#### OBJECTIF DE LA TÂCHE:
Répondez aux questions suivantes d'après le texte sur la diversité des sexes.
1. Comment les écoles étaient-elles organisées autrefois ?
2. Que crée Dieu dans le livre de la Genèse ?
3. À quoi l'École veille-t-elle ?

#### EXTRAIT SÉLECTIONNÉ:
La diversité des sexes. Il fut un temps où les écoles étaient de garçons ou de filles. Désormais elles sont mixtes. Il ne suffit pas de mettre ensemble des garçons et des filles pour qu’il y ait mixité ! Cette différence est la différence humaine fondamentale, matricielle que l’on apprend à vivre toute sa vie et à travers laquelle on advient, non sans traverser des crises et quelque soit son état de vie, à son humanité. Quand Dieu crée dans le livre de la Genèse, il crée mâle et femme. Ils deviennent hommes et femmes lorsqu’ils se rencontrent et se parlent. Il y a là un symbole. L’École est au service de ces premiers apprentissages. Elle veille à ne pas reproduire des discriminations. Le débat sur le genre est faussé par ceux qui pensent que l’on choisit son sexe et tout autant par ceux qui pensent que les rôles sociaux sont déterminés par des assignations de sexe. Au-delà des idéologies, la question reste posée de l’avènement de cet ordre nouveau des relations inauguré par Jésus et dont parlait saint Paul en s’écriant : « il n’y a plus ni home ni femme ! »

#### DONNÉES AFFICHÉES:
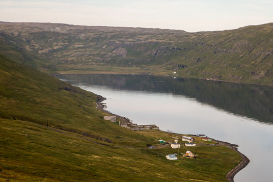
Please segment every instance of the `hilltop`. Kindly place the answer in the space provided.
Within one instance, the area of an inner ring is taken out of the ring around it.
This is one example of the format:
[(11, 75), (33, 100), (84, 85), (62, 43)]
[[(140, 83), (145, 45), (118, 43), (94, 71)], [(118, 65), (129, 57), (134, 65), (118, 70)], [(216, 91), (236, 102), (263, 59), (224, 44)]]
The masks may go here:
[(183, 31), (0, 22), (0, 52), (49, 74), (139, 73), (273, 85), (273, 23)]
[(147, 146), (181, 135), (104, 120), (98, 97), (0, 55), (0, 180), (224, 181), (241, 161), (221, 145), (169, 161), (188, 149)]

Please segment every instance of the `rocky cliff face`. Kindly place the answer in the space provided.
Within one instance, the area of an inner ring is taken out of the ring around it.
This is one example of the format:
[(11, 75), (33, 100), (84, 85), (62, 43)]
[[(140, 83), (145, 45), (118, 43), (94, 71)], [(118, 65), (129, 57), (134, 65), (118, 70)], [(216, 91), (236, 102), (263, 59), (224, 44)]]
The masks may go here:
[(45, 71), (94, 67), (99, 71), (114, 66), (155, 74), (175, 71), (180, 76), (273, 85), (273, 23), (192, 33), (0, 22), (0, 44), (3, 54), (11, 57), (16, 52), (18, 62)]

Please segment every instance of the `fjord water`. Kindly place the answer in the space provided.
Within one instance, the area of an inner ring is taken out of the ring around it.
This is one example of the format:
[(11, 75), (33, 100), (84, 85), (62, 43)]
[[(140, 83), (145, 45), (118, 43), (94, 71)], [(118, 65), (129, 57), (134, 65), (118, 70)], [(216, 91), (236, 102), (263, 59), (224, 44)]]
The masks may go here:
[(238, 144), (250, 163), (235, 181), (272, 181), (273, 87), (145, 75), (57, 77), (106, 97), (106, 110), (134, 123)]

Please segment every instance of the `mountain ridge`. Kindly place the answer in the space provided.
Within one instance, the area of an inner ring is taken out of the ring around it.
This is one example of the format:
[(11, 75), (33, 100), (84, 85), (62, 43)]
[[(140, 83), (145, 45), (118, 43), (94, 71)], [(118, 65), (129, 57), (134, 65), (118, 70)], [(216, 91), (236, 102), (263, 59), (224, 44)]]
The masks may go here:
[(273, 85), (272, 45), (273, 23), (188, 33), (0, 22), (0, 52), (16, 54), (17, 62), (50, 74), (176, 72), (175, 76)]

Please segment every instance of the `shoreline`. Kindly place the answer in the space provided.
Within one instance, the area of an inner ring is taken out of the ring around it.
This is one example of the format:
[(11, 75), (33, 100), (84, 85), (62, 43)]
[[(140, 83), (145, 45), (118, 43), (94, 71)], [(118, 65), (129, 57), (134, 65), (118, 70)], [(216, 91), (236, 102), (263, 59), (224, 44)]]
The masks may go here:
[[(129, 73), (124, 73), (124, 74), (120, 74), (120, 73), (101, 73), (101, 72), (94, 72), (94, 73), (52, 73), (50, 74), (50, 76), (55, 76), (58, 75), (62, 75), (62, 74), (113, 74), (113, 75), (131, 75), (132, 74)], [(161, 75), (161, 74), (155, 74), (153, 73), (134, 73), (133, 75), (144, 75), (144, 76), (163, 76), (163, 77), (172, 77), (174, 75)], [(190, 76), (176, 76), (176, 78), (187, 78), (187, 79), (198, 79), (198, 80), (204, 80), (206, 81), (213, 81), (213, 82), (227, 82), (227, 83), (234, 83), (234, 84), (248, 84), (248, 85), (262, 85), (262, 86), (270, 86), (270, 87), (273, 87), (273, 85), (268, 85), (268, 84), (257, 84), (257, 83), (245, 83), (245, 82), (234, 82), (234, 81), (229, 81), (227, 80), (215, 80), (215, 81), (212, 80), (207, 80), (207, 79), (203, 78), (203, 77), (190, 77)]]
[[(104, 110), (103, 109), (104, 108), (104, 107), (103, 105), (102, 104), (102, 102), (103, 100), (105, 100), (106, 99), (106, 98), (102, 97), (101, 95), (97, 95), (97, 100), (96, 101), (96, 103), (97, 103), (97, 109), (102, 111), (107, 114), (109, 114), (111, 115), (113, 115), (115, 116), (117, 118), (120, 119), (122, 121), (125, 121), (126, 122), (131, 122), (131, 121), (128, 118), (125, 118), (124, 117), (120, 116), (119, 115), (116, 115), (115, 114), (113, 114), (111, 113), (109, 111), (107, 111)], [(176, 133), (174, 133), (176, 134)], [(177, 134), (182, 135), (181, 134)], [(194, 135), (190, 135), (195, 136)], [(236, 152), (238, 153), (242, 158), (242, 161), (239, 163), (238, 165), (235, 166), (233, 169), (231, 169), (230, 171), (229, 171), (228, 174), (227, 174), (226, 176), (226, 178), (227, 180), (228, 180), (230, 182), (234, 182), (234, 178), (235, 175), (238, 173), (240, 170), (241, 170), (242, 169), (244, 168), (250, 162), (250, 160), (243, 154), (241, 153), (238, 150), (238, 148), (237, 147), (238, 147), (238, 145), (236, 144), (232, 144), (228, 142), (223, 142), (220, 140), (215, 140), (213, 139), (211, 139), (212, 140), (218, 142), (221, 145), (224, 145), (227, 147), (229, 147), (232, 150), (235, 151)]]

...

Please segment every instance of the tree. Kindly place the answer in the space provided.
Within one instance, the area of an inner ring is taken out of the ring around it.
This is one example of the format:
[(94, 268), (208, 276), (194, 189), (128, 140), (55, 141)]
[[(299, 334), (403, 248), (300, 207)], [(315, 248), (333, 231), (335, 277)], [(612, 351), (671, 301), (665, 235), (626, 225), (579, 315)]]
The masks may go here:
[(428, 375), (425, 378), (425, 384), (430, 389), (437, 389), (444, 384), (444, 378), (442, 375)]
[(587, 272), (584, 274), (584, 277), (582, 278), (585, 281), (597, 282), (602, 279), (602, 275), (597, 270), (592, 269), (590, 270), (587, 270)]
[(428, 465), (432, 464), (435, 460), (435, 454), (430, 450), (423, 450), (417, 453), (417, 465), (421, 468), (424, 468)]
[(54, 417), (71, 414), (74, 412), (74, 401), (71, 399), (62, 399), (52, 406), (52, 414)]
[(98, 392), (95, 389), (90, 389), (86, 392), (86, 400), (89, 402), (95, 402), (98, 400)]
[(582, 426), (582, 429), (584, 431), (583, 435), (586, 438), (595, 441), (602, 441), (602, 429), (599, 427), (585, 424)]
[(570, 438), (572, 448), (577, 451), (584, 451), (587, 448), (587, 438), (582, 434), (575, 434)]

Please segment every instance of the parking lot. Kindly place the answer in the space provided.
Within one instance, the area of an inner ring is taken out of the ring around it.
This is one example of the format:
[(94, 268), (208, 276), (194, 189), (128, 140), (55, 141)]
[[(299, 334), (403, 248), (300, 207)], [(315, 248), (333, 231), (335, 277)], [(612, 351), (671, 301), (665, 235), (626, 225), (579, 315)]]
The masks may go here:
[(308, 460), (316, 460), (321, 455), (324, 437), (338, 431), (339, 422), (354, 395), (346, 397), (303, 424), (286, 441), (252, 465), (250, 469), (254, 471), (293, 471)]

#### EXERCICE CORRIGÉ:
1. Elles étaient de garçons ou de filles.
2. Il crée mâle et femme.
3. Elle veille à ne pas reproduire des discriminations.